## Written instruction
Present only the lines of the records from the one containing "Practice step: find the beige" through the one containing "Practice step: find the dark wood-style", both included, as a numbered list, skipping any blank lines.

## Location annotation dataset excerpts

-- START --

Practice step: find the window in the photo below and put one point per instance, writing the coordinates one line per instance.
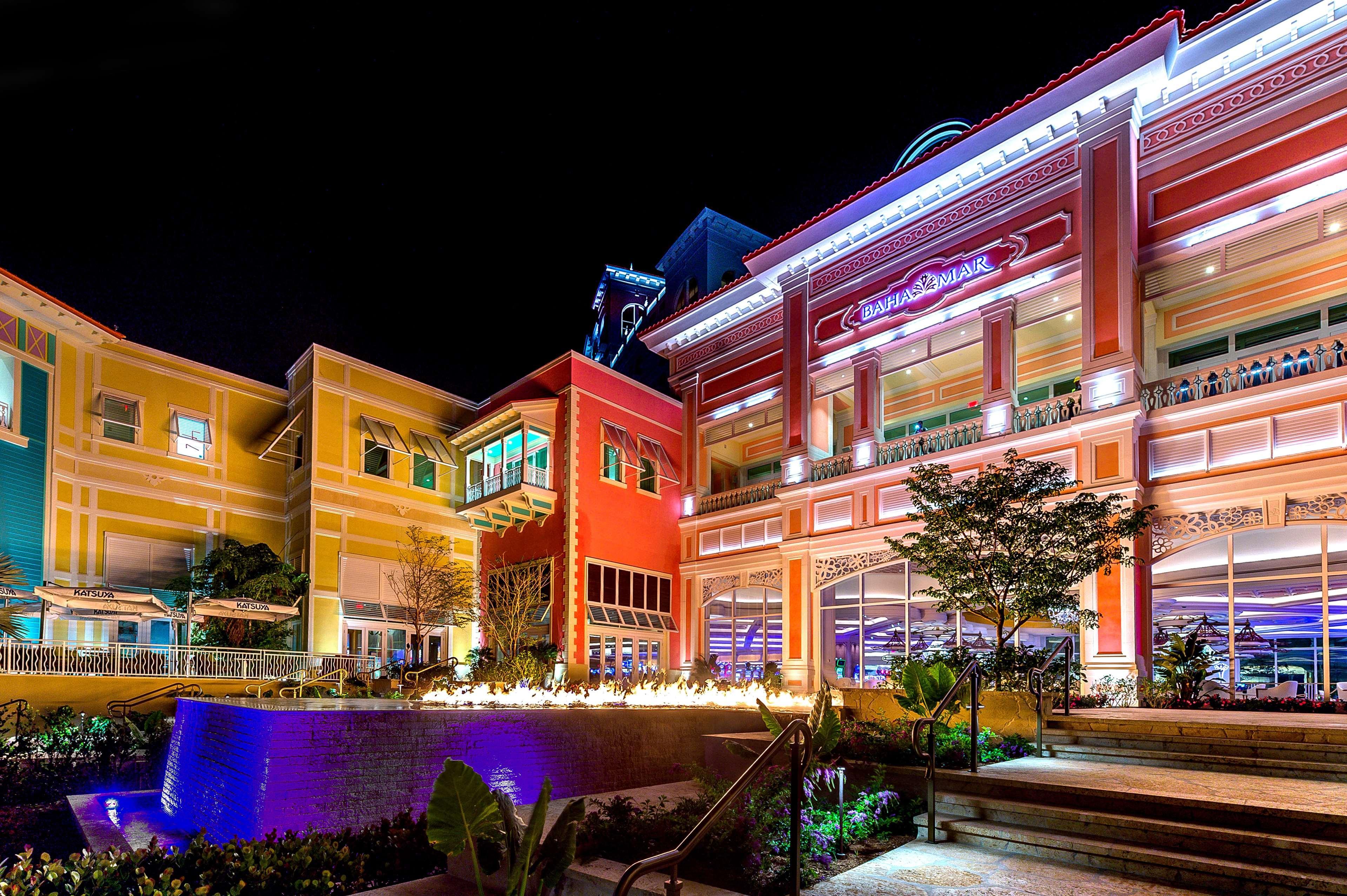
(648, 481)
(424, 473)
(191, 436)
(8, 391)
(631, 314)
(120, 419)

-- END --
-- START --

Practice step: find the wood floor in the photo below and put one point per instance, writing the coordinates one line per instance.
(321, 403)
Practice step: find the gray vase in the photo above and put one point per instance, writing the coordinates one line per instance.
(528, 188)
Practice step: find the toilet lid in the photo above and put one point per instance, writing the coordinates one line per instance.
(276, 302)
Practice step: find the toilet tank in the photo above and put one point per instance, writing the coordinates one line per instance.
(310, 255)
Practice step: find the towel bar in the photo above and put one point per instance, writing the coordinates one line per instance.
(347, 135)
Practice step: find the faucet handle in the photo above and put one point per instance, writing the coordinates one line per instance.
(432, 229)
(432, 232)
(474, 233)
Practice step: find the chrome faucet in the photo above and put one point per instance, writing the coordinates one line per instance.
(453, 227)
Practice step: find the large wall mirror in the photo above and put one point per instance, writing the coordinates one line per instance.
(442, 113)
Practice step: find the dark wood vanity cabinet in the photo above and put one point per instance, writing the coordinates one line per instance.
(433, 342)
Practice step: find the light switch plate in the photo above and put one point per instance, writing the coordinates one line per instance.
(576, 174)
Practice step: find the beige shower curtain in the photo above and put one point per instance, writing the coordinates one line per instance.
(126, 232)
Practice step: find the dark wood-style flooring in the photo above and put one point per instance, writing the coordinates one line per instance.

-- END --

## The answer
1. Practice step: find the beige shower curtain in the photo above and put one point per instance, writing the coordinates one line per instance.
2. (126, 232)
3. Practice step: find the dark wood-style flooring in the photo above and put one point per instance, writing the coordinates one line per instance.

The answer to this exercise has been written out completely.